Mind you, I did wonder if it was a drugs euphemism, like cake from Brass Eye

TheCurious0range · 06/08/2025 00:02

User8081 · 05/08/2025 22:35

My DH is 6' 6" big build (wide shoulders etc) but not overweight. His calculated BMR is around 3,000 calories, so exactly double mine.

The fact is he needs double the food (calories) that I need to maintain normal healthy weight.

Some of the posts in this thread saying OP's DH is just "greedy" and he can just eat half his normal diet are pretty shit given we haven't been told he's massively overweight or just eating shit for the fun of it.

Why can't OP also eat half her required calories to save money, too?

Not possible because this is MN she's not a man? 🙄

Do you eat 2.5 jacket potatoes at a time? My husband is 6'4 and a gym goer, he eats more than me maybe even double when I'm watching my calories. He doesn't need 5 jacket potatoes at a time. No one does.

bigkahunaburger · 06/08/2025 00:07

When Im skint I go to Iceland. They are amazing for cheap fillers. The one pound meals are awesome - get him two of them!

Also noodles - so cheap and yummy
Cereal and milk - nowt wrong with that for dinner
Cheap bread sandwiches.
Eggs, eggs, eggs.

200 pounds a week in mental. I spend 25 a week and I eat really well, and clean. Lots of meat, including steak.
What on earth are you spending it on?

Kisskiss · 06/08/2025 00:11

200 on groceries sounds mad. I spend nowhere near that for 3 and a dog. And yes my husband is also big.
i get that formula is 14 for 5 days, so 19.6 for the week . You are still spending 180 on something?

### SET EXERCISE 1
In the forum thread, begin at "Some of the" and stop after "No one does.". Reproduce that part with "jacket potatoes" switched to "baked potatoes".
### SET EXERCISE 2
According to the forum thread, what is the calculated BMR of User8081's DH?
### SET EXERCISE 3
Translate this sentence from the forum thread into Spanish: "He doesn't need 5 jacket potatoes at a time."

[Coordinate annotation entries]
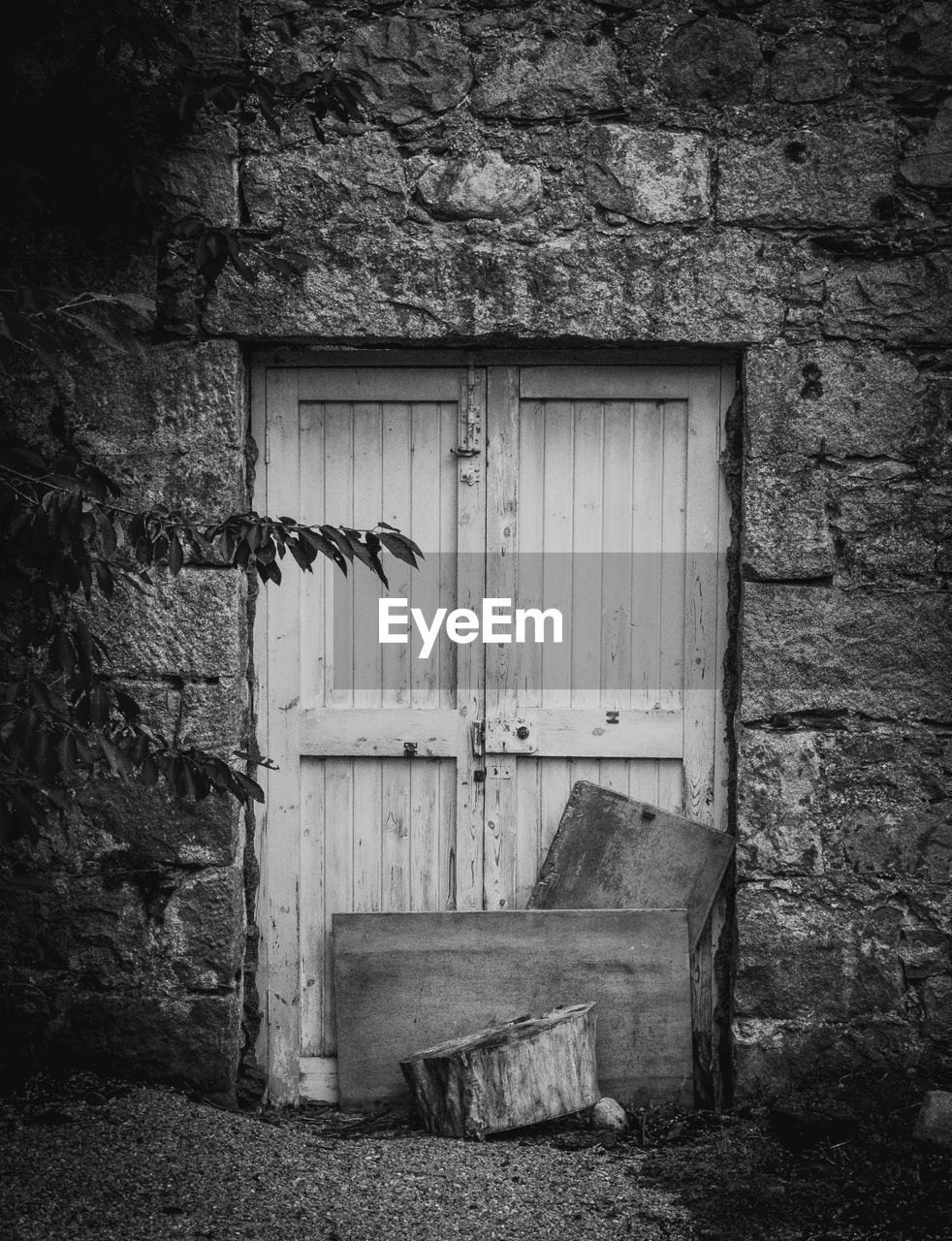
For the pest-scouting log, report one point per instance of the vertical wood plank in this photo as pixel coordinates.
(650, 517)
(470, 581)
(282, 858)
(718, 1016)
(700, 616)
(395, 775)
(261, 696)
(424, 827)
(499, 849)
(619, 563)
(337, 877)
(702, 675)
(311, 907)
(397, 659)
(558, 544)
(366, 466)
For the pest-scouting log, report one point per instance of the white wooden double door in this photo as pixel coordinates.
(408, 783)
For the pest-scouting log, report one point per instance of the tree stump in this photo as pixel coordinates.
(527, 1070)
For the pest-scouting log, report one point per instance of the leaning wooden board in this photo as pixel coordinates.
(407, 980)
(614, 853)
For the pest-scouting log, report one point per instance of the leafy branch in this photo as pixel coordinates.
(66, 535)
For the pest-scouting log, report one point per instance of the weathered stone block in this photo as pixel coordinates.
(539, 79)
(191, 1041)
(779, 803)
(651, 175)
(864, 798)
(817, 951)
(824, 650)
(829, 175)
(131, 827)
(817, 67)
(191, 625)
(211, 716)
(934, 1124)
(931, 162)
(713, 61)
(171, 424)
(693, 287)
(355, 180)
(925, 953)
(205, 181)
(204, 922)
(774, 1054)
(889, 522)
(483, 187)
(786, 525)
(921, 41)
(903, 301)
(840, 399)
(78, 925)
(128, 927)
(885, 797)
(937, 1009)
(415, 69)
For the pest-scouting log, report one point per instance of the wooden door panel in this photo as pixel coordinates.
(605, 500)
(615, 470)
(377, 827)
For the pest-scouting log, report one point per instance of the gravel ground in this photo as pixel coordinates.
(85, 1158)
(151, 1163)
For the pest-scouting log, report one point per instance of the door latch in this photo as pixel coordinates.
(469, 427)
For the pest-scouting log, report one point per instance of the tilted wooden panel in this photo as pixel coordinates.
(406, 980)
(612, 853)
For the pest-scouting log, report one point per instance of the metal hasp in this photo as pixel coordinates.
(469, 426)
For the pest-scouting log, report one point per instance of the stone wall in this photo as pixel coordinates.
(767, 176)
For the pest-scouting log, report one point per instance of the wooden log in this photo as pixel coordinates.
(523, 1071)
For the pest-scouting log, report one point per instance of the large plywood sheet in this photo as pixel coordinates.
(611, 851)
(407, 980)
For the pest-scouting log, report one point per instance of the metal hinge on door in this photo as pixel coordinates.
(477, 734)
(469, 427)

### SOLUTION 1
Some of the posts in this thread saying OP's DH is just "greedy" and he can just eat half his normal diet are pretty shit given we haven't been told he's massively overweight or just eating shit for the fun of it.

Why can't OP also eat half her required calories to save money, too?

Not possible because this is MN she's not a man? 🙄

Do you eat 2.5 baked potatoes at a time? My husband is 6'4 and a gym goer, he eats more than me maybe even double when I'm watching my calories. He doesn't need 5 baked potatoes at a time. No one does.

### SOLUTION 2
Around 3,000 calories.

### SOLUTION 3
No necesita 5 papas asadas a la vez.